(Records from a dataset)
== == ==
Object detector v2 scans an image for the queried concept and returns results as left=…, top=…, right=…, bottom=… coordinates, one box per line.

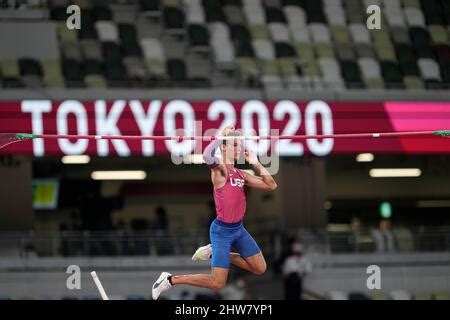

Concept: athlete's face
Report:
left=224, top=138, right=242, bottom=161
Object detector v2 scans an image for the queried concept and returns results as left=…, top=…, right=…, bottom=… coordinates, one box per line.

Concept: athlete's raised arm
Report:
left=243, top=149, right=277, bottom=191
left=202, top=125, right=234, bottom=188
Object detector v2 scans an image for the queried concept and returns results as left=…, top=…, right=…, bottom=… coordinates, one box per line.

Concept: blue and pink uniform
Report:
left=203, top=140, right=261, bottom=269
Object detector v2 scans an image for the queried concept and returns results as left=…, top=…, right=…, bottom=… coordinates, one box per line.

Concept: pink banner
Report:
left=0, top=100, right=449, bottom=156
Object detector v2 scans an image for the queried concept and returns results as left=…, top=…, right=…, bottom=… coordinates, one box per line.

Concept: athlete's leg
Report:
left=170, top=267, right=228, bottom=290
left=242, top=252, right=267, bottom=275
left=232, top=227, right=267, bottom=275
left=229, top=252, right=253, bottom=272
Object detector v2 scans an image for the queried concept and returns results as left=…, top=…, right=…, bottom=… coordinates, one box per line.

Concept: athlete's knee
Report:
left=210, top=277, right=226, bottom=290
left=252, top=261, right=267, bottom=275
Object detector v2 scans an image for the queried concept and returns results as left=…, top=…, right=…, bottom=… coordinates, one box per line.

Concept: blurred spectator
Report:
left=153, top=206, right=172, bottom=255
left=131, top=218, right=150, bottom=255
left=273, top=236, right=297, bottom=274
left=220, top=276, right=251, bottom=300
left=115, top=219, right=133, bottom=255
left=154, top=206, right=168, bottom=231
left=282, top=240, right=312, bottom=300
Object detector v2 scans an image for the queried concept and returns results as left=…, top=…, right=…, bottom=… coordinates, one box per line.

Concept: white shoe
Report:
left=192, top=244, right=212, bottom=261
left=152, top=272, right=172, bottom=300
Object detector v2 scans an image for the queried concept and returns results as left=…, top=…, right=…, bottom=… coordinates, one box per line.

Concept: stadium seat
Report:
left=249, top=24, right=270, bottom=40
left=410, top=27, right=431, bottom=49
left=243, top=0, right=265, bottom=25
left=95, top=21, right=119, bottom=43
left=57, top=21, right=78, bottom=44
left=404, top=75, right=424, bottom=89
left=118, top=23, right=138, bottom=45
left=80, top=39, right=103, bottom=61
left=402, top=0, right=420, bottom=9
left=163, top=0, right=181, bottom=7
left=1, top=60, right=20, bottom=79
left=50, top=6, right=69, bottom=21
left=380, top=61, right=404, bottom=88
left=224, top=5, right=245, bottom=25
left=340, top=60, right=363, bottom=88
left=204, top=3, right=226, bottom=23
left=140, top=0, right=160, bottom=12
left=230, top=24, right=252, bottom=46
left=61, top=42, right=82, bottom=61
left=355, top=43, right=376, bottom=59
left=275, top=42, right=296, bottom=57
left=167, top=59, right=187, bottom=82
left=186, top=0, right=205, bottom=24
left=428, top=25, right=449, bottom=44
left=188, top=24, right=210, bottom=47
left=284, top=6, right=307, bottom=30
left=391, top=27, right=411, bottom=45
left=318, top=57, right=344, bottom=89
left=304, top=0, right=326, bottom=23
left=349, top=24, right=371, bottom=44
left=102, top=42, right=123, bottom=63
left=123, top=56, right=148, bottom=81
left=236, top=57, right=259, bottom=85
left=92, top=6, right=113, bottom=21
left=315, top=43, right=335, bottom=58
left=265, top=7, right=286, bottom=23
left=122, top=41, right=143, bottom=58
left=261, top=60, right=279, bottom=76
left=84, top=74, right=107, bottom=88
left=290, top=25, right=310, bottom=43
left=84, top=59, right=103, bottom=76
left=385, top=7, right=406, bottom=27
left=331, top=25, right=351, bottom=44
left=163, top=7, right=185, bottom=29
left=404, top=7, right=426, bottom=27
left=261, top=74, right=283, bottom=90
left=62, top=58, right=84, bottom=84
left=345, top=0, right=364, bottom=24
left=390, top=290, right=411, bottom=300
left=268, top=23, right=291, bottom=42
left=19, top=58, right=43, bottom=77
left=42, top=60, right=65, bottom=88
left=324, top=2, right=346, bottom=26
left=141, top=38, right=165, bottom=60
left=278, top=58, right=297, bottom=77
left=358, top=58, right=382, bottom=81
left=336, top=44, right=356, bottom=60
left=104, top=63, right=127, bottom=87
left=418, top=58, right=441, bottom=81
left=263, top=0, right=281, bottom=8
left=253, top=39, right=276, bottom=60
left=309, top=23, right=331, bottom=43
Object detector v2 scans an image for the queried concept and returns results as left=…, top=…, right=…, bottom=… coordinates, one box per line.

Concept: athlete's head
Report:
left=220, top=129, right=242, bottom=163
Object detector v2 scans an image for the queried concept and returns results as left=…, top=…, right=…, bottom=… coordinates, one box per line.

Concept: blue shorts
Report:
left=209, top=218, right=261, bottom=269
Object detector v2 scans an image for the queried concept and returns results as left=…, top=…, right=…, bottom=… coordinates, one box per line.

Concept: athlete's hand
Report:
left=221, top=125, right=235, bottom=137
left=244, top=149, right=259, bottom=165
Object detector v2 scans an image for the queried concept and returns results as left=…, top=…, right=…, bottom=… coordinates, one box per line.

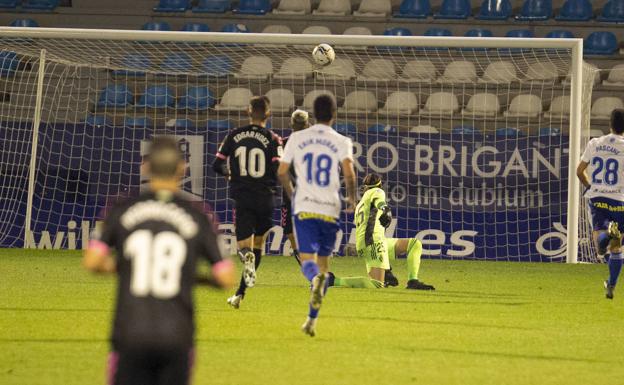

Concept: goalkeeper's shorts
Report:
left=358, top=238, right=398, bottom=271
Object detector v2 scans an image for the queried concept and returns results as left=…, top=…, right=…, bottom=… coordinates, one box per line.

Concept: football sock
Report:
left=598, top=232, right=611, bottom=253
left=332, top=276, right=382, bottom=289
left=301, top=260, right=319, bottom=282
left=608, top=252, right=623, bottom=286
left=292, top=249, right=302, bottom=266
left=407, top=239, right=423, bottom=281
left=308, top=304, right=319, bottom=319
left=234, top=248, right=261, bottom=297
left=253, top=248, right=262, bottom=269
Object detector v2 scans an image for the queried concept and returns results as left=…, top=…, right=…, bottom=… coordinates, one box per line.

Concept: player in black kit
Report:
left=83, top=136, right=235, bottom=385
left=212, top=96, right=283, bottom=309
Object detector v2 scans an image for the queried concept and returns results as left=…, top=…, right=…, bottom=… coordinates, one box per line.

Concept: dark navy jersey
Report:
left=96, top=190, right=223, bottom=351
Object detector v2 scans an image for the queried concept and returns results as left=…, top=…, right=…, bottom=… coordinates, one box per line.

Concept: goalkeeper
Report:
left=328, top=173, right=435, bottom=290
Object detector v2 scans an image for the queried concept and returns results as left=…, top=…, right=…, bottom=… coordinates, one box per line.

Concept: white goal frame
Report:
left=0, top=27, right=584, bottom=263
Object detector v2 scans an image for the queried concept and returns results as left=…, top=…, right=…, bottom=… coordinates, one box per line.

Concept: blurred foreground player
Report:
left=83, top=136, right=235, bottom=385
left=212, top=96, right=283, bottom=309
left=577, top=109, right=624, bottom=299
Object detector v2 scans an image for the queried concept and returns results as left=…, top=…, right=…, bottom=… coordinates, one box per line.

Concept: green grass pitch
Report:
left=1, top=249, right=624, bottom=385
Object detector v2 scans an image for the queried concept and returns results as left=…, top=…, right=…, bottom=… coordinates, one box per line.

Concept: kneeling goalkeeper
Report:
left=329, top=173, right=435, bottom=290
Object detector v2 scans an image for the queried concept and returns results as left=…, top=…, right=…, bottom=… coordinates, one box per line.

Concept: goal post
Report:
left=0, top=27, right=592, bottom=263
== == ==
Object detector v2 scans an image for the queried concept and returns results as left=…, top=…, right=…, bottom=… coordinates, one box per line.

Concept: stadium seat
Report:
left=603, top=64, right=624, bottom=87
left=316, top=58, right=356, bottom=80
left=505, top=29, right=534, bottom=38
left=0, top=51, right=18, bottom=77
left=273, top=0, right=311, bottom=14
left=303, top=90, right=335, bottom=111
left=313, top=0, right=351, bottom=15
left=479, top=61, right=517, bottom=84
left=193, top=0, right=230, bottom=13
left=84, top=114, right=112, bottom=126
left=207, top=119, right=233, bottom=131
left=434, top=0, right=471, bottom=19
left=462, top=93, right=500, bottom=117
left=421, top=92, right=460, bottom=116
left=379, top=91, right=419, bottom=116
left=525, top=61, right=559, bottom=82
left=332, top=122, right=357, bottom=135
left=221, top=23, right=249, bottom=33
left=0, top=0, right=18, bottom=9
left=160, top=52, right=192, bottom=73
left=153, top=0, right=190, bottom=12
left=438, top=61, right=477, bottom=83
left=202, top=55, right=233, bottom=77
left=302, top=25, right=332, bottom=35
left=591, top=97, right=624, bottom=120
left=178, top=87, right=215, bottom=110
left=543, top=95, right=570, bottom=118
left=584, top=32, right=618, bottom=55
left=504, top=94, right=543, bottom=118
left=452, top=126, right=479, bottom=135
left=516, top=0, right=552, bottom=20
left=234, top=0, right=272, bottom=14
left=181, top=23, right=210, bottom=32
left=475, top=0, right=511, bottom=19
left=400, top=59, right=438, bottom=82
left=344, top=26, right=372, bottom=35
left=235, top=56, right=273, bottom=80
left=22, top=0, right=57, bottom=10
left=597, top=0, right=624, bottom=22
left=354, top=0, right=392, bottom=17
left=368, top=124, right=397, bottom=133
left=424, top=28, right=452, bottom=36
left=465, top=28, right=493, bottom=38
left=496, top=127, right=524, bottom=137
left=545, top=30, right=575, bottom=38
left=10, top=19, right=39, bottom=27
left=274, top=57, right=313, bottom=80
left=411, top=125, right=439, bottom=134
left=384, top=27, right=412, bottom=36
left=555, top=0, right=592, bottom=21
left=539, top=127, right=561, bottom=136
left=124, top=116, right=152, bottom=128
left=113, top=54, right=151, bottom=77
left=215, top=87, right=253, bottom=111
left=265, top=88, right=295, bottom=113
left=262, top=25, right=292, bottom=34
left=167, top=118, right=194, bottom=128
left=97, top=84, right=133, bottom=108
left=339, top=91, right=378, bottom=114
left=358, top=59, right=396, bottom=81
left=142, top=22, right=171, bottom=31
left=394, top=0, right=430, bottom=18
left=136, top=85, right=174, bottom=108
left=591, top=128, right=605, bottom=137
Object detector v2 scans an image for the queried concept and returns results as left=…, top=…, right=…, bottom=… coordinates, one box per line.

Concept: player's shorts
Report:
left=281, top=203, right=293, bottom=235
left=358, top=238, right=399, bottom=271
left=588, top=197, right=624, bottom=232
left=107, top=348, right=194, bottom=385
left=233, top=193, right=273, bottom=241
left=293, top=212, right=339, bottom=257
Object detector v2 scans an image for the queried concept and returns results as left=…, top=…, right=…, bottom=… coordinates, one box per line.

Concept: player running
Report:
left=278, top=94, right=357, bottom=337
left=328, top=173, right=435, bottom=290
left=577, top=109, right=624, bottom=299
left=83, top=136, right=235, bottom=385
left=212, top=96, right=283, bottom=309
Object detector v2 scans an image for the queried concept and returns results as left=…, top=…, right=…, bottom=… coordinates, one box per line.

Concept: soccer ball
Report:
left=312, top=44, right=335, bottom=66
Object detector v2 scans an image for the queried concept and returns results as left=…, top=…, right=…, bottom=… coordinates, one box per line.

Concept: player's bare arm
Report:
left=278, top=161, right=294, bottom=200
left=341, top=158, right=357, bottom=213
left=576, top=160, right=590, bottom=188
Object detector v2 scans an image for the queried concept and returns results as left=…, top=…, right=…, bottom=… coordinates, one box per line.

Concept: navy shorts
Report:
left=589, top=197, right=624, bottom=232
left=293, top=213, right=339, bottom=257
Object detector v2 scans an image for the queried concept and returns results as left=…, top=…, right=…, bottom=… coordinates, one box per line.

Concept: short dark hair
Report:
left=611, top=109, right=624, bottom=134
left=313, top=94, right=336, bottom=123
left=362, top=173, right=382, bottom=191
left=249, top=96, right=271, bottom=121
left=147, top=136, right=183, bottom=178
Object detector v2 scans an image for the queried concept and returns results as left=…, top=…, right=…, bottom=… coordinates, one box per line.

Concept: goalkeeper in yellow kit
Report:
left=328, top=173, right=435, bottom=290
== == ==
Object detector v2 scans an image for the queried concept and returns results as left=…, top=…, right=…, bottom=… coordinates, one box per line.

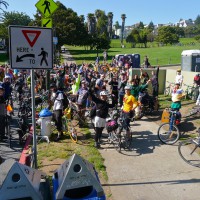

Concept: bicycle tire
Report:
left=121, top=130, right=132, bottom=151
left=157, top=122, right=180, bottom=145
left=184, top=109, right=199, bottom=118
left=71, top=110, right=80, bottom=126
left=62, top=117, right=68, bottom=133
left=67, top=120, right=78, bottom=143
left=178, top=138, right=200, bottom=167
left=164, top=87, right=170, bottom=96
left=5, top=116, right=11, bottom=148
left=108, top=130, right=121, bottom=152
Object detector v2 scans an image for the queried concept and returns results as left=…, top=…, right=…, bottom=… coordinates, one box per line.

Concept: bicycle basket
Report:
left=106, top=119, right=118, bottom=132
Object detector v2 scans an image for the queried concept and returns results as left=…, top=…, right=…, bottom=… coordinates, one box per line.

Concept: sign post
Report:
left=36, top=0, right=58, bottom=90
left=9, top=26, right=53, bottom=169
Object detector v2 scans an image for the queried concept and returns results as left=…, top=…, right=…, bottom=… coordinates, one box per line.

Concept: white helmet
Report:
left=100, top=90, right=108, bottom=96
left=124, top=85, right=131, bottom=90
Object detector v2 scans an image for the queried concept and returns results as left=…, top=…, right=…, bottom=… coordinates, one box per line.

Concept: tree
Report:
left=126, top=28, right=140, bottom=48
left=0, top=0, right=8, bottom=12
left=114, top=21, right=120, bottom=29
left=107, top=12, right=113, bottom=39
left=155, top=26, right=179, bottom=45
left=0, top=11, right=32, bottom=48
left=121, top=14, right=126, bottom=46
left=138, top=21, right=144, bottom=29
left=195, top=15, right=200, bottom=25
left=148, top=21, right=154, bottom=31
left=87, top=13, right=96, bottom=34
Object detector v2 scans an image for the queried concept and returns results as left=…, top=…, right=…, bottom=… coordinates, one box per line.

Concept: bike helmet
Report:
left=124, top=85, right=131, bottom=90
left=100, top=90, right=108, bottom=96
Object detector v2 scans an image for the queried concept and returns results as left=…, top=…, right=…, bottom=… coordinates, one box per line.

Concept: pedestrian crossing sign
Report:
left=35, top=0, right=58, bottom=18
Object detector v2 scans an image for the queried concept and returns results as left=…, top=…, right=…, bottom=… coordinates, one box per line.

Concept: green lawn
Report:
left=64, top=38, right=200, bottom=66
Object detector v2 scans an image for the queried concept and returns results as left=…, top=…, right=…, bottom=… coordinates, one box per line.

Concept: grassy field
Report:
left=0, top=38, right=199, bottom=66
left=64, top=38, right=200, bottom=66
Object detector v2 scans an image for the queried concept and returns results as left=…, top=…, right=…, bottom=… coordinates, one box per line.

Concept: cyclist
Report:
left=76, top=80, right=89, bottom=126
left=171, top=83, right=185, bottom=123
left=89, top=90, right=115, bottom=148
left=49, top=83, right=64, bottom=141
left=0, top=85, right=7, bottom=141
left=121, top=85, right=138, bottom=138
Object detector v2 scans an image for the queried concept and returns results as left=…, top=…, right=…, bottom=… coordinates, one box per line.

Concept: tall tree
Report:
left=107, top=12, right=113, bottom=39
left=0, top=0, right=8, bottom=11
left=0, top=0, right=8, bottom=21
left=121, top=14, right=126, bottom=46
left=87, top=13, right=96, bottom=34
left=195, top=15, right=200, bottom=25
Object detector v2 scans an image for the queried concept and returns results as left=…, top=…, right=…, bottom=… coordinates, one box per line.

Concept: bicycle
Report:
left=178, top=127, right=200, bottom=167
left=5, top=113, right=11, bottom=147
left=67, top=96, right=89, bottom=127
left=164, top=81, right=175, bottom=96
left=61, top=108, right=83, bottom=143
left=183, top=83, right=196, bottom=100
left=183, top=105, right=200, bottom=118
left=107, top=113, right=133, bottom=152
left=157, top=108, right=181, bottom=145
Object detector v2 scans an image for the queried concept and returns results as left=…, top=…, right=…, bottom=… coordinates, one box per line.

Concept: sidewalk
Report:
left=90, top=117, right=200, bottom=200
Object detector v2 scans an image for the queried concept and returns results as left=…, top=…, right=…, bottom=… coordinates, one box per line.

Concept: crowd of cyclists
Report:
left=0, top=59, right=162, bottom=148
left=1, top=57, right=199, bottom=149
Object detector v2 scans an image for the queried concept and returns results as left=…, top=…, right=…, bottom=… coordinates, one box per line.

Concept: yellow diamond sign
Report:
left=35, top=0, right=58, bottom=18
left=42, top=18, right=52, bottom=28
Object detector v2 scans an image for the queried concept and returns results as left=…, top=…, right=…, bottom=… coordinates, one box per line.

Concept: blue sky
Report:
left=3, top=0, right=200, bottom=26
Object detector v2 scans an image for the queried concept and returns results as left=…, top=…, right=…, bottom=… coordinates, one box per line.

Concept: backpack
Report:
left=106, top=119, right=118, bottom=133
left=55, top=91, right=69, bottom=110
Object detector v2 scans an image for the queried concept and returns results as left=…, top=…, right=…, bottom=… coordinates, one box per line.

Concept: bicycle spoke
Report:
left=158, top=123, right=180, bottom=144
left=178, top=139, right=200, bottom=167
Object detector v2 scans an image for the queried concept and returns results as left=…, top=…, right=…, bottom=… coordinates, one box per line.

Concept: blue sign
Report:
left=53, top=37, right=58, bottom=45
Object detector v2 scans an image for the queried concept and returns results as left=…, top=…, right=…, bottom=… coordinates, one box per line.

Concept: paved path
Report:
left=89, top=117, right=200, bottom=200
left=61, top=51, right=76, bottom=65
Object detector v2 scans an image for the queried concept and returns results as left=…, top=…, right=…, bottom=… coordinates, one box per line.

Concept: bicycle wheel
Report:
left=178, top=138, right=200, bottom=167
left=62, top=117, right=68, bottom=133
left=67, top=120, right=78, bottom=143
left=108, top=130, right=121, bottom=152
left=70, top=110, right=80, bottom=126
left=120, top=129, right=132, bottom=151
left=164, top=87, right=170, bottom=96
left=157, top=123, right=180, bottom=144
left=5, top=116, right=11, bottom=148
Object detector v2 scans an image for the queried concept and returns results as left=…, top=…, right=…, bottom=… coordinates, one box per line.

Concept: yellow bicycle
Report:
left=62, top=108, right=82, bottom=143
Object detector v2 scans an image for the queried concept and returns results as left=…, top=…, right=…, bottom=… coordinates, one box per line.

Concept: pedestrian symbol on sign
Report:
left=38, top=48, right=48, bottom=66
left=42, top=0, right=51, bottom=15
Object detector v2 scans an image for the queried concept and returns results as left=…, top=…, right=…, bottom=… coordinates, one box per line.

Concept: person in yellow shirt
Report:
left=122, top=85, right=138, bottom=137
== == ==
__Task requirements__. Your answer must consist solely of the lines above between the line holding "Concept: goalkeeper's shorts" and the line holding "Concept: football sock", inclusive, copied exactly.

__Response box__.
Concept: goalkeeper's shorts
Report:
left=358, top=238, right=398, bottom=271
Object detector v2 scans an image for the queried concept and returns results as left=…, top=…, right=…, bottom=… coordinates, one box per line.

Concept: football sock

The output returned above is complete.